[Image location labeling entries]

########################################

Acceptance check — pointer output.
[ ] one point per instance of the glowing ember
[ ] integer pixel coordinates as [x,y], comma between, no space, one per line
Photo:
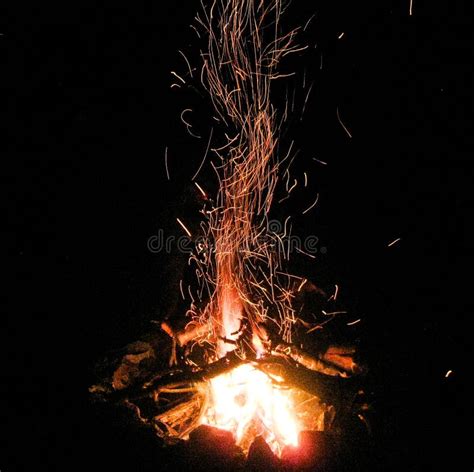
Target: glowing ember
[247,403]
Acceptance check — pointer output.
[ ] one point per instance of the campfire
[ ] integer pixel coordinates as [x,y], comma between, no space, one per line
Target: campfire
[251,359]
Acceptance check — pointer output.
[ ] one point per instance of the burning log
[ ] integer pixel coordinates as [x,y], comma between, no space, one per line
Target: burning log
[250,377]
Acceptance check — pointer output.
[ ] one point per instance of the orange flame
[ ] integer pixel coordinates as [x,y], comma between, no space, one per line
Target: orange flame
[247,403]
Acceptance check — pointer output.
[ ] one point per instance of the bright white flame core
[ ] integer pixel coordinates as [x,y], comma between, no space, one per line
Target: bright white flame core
[247,403]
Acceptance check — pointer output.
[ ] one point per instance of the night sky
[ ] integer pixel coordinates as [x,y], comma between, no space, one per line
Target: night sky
[87,113]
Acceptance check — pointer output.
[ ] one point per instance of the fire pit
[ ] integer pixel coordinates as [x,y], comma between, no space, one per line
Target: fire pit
[250,369]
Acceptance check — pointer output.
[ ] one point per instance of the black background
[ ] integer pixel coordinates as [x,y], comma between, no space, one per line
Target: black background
[88,111]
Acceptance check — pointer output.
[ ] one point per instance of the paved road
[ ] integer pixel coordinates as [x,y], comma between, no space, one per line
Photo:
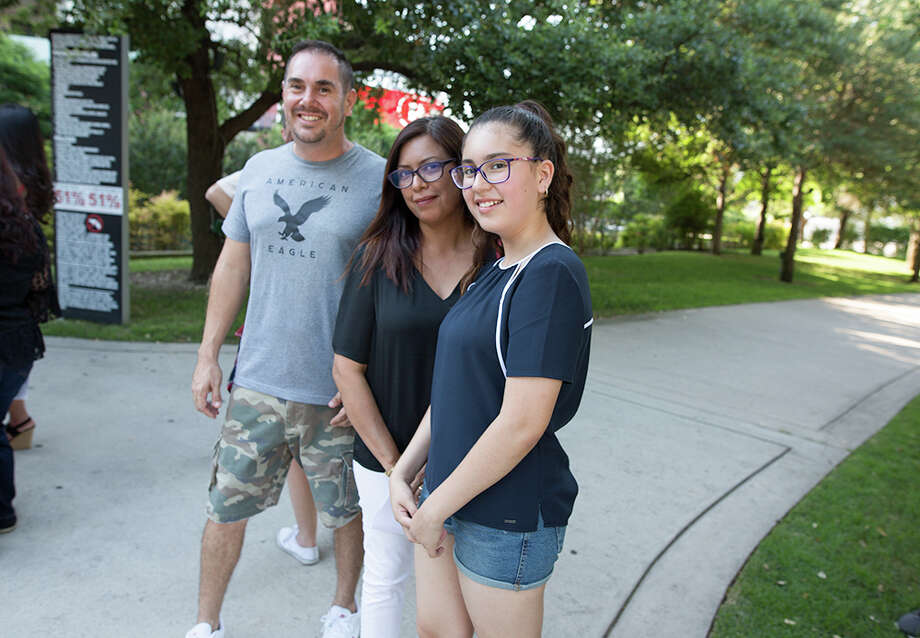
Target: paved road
[699,429]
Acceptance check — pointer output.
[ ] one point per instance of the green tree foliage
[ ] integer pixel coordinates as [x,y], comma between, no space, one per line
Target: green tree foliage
[25,81]
[660,102]
[157,151]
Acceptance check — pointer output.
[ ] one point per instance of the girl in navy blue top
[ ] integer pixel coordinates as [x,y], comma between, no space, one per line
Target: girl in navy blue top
[510,367]
[413,262]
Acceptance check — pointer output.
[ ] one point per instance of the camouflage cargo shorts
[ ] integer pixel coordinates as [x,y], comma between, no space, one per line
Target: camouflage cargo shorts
[260,437]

########################################

#### What this task involves
Keep the pictures out of the copy and return the rest of the data above exactly.

#### Task result
Acceptance check — pointer output.
[ ] one point per instance of the glowing ember
[ ] integer pixel coordinates as [x,y], comma between, no space, one per line
Photo:
Target: glowing ember
[247,403]
Acceptance check — pointer output.
[ ] one point per instance of the campfire
[ ] integer pixel coordinates as [x,y], comma between, no space, one per line
Target: campfire
[251,359]
Acceptance check — pointer output.
[ ] one point per instance of the burning log
[ ] integer pixel coordinates as [x,y], comma between, no space, one per line
Target: burning log
[250,377]
Acceptance check — pointer output.
[ ] one point per instance of the orange flame
[ ] integer pixel coordinates as [x,y], comma between, no space, one per line
Target: orange flame
[247,403]
Acceptance check — pointer output.
[ ] one point per instance of the bright white flame core
[ ] integer pixel coordinates as [x,y], comma between, no space, one per line
Target: bright white flame core
[247,403]
Acceptance check — pointer output.
[ ] one point per instance of the night sky
[ ] integer pixel coordinates as [x,y], comma between, no space, one per line
Target: night sky
[87,113]
Acceptance check — pointer output.
[ ] one point per instance of the fire pit
[ ] integer pixel coordinates as [x,y], comma between, no space, one per line
Target: fire pit
[250,369]
Acceptance check — pointer output.
[ ] one point per instance of the black background
[ ] integer pixel coordinates as [x,y], comma between, no space, one per line
Target: black background
[88,111]
Acceptance check — pointer output.
[ ] one point per instance of the paved road
[ ] integer pixel coordinates as [x,y], comma between, no space, one per line
Photo:
Target: paved road
[699,429]
Acceptance check — pointer output.
[ ] one point per instance of the green tree foliage
[ ] integer pixel coordinates as [x,y], comma between, no space, one per line
Target: green tree foliage
[25,81]
[660,102]
[157,151]
Acceptance check — pointer output.
[ ] one point per instance of the girl in navy blue top
[ ] integer pixel coordinates as [x,y], comma between, no space, one per line
Target: girl in navy blue top
[510,367]
[413,262]
Acceptance check — pointer output.
[ ] one point per instance of the camouflage cargo shorts
[ ] integer pixel coordinates as [x,y], comma between, no space, one per line
Target: camouflage cargo shorts
[260,437]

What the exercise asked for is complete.